◆ WRITTEN PROBLEM ◆
Both the line containing "Locate the white convertible" and the last line of the listing are included: write out exactly the lines from one to the other.

◆ INPUT DATA ◆
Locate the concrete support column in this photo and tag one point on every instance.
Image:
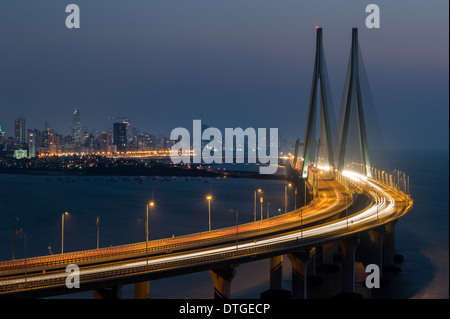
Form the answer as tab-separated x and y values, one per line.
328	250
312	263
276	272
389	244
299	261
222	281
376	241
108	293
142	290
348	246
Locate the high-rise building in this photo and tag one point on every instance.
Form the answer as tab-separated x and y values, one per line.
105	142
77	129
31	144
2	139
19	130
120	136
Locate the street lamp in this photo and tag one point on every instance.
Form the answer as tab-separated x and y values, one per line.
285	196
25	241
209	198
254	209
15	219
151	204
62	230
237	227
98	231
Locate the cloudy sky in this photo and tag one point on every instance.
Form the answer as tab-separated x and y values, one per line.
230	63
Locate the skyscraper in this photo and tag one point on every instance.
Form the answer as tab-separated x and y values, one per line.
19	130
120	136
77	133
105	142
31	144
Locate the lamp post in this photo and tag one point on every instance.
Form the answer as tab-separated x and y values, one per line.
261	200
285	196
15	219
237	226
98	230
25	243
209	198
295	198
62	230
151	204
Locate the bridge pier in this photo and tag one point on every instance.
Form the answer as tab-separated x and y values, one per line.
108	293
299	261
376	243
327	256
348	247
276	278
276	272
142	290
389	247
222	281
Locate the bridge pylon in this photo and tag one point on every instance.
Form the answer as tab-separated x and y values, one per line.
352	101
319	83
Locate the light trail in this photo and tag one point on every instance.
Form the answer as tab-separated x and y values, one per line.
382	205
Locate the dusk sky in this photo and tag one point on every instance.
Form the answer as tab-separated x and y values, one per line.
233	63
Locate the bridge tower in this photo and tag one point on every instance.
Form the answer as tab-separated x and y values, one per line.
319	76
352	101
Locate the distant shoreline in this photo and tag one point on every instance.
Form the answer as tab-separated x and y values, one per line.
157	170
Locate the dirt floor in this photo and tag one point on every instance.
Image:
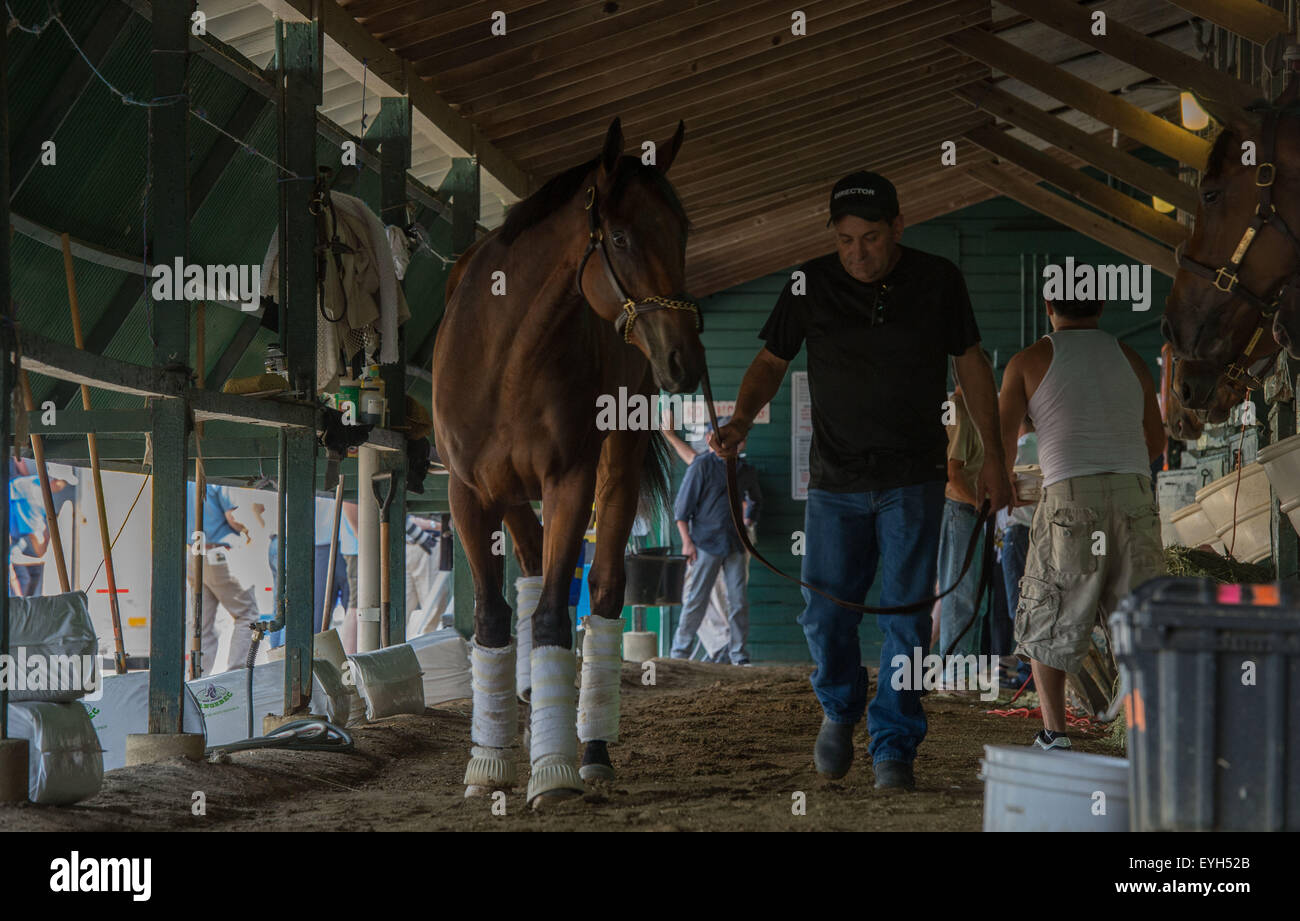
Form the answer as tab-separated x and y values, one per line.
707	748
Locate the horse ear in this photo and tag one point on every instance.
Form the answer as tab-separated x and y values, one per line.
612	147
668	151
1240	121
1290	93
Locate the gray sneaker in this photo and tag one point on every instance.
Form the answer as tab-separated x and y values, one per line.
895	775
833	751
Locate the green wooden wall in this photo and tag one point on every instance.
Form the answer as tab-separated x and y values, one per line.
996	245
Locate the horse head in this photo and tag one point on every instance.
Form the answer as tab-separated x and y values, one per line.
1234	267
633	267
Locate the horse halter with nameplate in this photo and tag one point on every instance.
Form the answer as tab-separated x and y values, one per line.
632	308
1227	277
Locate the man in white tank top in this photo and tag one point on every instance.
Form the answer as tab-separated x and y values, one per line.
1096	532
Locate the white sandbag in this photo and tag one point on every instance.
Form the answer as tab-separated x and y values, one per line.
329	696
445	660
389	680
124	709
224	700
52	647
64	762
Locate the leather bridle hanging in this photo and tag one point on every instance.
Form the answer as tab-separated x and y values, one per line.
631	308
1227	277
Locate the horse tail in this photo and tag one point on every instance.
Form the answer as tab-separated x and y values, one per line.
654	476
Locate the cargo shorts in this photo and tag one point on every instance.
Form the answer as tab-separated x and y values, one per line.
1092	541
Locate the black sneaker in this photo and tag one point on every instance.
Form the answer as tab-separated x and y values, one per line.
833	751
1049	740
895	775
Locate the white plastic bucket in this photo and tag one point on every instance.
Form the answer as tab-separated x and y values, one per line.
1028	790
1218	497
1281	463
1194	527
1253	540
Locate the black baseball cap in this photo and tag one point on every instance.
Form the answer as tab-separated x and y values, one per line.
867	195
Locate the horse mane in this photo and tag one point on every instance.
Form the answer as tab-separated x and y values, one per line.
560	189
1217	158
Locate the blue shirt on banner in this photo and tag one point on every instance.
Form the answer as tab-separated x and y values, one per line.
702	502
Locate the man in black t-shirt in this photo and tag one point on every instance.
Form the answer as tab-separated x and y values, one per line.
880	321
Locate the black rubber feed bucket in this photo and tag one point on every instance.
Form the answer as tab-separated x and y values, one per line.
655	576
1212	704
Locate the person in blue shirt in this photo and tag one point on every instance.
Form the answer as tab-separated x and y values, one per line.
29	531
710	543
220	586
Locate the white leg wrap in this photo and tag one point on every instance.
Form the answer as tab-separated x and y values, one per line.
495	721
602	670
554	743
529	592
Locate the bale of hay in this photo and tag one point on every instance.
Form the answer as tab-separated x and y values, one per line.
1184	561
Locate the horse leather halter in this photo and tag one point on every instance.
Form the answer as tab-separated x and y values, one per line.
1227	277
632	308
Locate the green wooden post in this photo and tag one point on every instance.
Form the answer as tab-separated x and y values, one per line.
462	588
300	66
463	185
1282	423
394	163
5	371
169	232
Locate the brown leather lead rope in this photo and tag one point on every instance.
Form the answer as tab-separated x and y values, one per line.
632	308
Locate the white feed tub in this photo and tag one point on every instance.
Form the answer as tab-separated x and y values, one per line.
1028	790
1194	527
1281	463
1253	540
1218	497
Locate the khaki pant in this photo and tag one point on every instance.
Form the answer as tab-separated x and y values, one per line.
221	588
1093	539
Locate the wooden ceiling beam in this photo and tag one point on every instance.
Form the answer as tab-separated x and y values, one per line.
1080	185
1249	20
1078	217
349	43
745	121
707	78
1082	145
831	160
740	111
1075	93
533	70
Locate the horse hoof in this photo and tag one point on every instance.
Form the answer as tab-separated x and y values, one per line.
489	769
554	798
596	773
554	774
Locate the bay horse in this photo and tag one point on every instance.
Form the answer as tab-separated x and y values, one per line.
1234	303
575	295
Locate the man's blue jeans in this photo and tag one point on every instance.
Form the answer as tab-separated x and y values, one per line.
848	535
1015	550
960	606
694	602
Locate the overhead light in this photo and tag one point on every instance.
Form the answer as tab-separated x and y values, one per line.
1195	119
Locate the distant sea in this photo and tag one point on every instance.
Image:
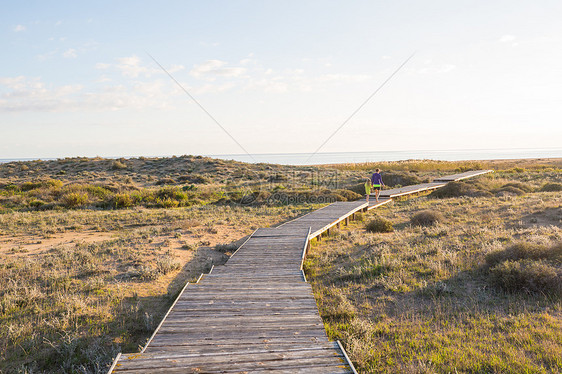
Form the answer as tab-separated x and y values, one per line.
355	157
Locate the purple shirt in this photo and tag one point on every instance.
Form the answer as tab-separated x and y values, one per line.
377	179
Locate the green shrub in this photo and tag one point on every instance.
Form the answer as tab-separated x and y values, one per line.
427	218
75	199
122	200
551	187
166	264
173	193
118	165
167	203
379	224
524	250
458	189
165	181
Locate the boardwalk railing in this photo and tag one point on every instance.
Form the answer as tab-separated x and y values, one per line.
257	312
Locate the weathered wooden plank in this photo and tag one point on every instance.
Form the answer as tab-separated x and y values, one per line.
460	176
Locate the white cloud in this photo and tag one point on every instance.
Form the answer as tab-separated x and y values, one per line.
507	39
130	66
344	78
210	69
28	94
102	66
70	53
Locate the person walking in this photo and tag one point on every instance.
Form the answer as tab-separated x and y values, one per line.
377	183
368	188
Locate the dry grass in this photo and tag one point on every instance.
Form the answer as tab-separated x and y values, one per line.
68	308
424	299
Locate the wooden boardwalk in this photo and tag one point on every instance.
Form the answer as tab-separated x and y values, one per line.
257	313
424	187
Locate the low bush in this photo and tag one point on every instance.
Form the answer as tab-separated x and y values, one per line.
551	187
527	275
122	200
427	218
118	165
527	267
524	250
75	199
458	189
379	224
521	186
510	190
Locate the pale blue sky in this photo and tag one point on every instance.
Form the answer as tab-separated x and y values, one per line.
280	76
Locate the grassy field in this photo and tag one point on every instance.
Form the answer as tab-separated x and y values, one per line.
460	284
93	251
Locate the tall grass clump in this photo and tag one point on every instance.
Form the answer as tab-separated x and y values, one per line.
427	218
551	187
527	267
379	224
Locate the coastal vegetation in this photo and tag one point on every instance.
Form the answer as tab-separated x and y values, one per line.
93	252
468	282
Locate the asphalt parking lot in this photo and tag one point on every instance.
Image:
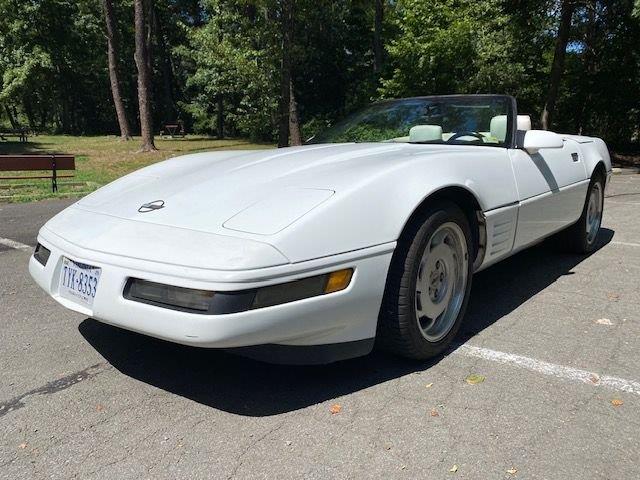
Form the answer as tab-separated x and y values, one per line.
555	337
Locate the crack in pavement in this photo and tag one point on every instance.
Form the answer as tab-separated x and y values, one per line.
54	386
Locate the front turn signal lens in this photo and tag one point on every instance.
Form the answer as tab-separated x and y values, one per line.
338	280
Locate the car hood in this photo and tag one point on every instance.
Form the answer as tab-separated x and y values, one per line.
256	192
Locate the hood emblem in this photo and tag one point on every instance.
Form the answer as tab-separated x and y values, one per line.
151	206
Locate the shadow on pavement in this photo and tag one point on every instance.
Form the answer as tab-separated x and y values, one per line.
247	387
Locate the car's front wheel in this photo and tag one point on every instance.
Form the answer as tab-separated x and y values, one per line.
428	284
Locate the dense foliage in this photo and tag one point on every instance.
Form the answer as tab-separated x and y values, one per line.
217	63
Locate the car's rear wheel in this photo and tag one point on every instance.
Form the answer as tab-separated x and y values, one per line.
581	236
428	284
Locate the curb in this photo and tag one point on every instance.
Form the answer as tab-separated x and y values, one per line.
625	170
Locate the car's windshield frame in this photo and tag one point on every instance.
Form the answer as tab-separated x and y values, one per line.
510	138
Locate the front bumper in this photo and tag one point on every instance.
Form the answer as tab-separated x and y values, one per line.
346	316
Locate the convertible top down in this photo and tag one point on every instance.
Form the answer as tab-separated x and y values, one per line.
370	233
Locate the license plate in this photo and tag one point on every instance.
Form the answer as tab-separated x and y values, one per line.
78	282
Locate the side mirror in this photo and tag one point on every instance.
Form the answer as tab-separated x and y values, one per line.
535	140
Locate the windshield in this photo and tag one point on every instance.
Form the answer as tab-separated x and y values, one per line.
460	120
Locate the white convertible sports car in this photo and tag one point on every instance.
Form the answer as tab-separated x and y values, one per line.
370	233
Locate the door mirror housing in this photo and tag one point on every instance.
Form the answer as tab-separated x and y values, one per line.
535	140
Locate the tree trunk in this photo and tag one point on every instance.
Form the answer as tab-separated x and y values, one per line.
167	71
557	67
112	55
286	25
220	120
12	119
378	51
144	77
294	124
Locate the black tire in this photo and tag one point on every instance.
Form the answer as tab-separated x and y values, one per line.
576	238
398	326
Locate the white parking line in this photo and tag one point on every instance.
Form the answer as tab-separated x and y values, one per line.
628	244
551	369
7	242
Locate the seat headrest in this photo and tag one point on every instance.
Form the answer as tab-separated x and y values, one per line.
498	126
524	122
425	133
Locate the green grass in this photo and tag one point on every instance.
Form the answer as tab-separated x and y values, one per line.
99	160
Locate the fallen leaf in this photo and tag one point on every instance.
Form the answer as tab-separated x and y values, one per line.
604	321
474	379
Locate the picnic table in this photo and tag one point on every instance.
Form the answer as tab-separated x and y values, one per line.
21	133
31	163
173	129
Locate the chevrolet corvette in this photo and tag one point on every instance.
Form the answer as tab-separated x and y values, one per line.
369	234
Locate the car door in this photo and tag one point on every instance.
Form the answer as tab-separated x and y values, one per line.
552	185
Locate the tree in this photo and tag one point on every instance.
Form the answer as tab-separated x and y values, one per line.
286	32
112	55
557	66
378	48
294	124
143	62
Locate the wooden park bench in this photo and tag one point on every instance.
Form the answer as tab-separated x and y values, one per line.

◆ PROBLEM SOLUTION ◆
Locate the white convertible sports car in this photo and tag one point on every instance.
Form the answer as tab-separated x and y values, one per line.
370	233
Locate the door mirror housing in this photo and tag one point on every instance.
Form the answer as tab-separated x and y values, one per line.
535	140
Locate the tree trunk in this photo and tag one point on every instance.
Form the answer as tab-separated x and y values, one per line.
167	71
557	67
112	55
286	25
220	120
12	119
378	51
144	77
294	124
Locate the black tire in this photo and tag one point on every instance.
Form the answer as tab-separated x and y values, one per line.
576	238
398	326
Locate the white parking line in this photo and tag one point on every instance.
Form the answer as tab-separated x and y values, one per line.
628	244
551	369
7	242
Locate the seat headrest in this photo and tag one point on every instance.
Form the answer as tab-separated x and y values, one per line.
498	126
524	122
425	133
Locate the green grass in this photo and tag one point on every instance.
Form the answer as tab-separated x and y values, one per line.
99	160
Locate the fallen leaf in this photo and tag one point on every instance.
Form the answer as tab-separated x and y values, one per line.
604	321
474	379
Locate the picnic table in this photo and tag one point on every instance.
Form the answer as tab-separated x and y values, one per line.
21	133
31	163
173	129
Locate the chevrolet corvette in this photo and tag one point on every instance.
Form the answer as tab-separated x and y values, one per line.
369	234
Locate the car door in this photo and tag one point on every instance.
Form the answer as tab-separated x and y values, one per line.
552	185
Locate the tree in this photo and tag one point on every instance.
Form the answer as tab-separated x and y values, one per line.
286	32
112	55
557	66
378	48
294	124
143	62
Locate the wooden park bench in this photo and tag one point on every instance.
Form the answer as tab-separated x and y values, one per line.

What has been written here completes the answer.